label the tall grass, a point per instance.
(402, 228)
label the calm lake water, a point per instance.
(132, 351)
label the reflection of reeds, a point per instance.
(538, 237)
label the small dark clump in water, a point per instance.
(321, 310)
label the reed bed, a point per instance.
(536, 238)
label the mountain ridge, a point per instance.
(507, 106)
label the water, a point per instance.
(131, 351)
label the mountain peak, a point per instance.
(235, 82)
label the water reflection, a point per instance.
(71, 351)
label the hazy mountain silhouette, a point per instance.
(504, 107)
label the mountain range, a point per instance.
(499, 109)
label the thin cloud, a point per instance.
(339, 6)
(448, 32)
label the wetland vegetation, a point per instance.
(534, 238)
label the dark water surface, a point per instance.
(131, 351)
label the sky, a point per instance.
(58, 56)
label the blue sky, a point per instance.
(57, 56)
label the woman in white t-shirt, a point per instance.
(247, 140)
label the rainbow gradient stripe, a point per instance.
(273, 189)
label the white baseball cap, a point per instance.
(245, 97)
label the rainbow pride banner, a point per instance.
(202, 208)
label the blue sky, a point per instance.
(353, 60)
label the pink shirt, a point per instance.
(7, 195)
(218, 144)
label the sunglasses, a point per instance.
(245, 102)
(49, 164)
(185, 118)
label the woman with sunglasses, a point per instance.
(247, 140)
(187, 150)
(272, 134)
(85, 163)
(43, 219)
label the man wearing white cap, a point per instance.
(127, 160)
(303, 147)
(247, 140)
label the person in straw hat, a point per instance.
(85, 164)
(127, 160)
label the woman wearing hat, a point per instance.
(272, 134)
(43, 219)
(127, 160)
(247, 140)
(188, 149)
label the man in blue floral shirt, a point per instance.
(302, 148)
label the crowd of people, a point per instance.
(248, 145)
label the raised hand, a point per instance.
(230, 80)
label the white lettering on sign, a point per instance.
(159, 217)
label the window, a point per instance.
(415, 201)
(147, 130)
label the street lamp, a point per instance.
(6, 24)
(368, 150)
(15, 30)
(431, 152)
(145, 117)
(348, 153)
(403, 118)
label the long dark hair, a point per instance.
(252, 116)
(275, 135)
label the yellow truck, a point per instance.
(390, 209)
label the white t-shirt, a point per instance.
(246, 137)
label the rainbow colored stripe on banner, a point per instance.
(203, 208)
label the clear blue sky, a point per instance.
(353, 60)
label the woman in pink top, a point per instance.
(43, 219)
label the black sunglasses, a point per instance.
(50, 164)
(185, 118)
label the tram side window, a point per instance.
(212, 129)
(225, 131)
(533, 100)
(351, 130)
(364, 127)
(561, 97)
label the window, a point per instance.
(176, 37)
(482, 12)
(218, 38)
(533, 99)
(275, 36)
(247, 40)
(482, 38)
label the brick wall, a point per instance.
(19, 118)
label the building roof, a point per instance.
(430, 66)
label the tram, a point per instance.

====

Quote all the records. Keep every word exact.

label the tall grass, a point per instance.
(402, 228)
label the calm lake water, a point per instance.
(132, 351)
label the reflection of reeds, a point per instance.
(538, 237)
label the small dark clump in water, a point per instance.
(321, 310)
label the reed bed, a point per instance.
(536, 238)
label the mountain ridge, a point per instance.
(507, 106)
label the water, a point per instance.
(131, 351)
label the mountain peak, a point per instance.
(235, 82)
label the water reflection, a point per instance.
(71, 351)
label the hazy mountain silhouette, a point per instance.
(504, 107)
label the mountain range, a point per instance.
(499, 109)
label the thin cloud, a point per instance.
(339, 6)
(448, 32)
label the wetland vegetation, a point per instance.
(534, 238)
label the dark water surface, a point per instance.
(131, 351)
label the sky, a point per instance.
(58, 56)
label the blue sky, a point per instance.
(57, 56)
label the woman in white t-shirt, a point per instance.
(247, 140)
label the rainbow gradient stripe, a point per instance.
(273, 189)
label the white baseball cap, a point per instance.
(245, 97)
label the rainbow pride banner, a point per instance.
(202, 208)
label the blue sky, a point per instance.
(353, 60)
label the pink shirt, a point per instance.
(7, 195)
(218, 144)
label the sunglasses, a point per instance.
(245, 102)
(49, 164)
(185, 118)
label the woman with sunglasses, a point per instance.
(247, 140)
(187, 150)
(272, 134)
(85, 163)
(43, 219)
label the man wearing white cap, a point per instance.
(127, 160)
(303, 147)
(247, 140)
label the person in straw hat, a point per instance.
(85, 164)
(127, 160)
label the woman wearing hat, a point per instance.
(272, 134)
(43, 219)
(127, 160)
(247, 140)
(188, 149)
label the man in blue floral shirt, a point per instance.
(302, 148)
label the crowd of people, a point per instance.
(248, 145)
label the raised hand, a point per instance.
(230, 80)
label the white lettering on sign, a point per instance.
(159, 217)
label the window, a point per instance.
(415, 201)
(147, 130)
label the street lamp, a point per instance.
(6, 24)
(368, 150)
(15, 30)
(431, 152)
(145, 117)
(348, 153)
(403, 118)
label the long dark hair, a point per instance.
(252, 116)
(275, 135)
label the yellow truck, a point per instance.
(390, 209)
label the white t-shirt, a point per instance.
(246, 137)
label the rainbow colored stripe on banner, a point per instance.
(203, 208)
label the clear blue sky, a point per instance.
(353, 60)
label the woman in pink top, a point per instance.
(43, 219)
label the black sunglasses, a point per instance.
(50, 164)
(185, 118)
label the tram side window, a point per instance.
(212, 129)
(225, 131)
(533, 100)
(351, 130)
(364, 127)
(561, 97)
label the window, a point per instance.
(176, 37)
(482, 12)
(218, 38)
(533, 99)
(275, 36)
(247, 40)
(482, 38)
label the brick wall, a point per instance.
(19, 118)
label the building roof, a point per instance.
(430, 66)
label the tram, a point per instance.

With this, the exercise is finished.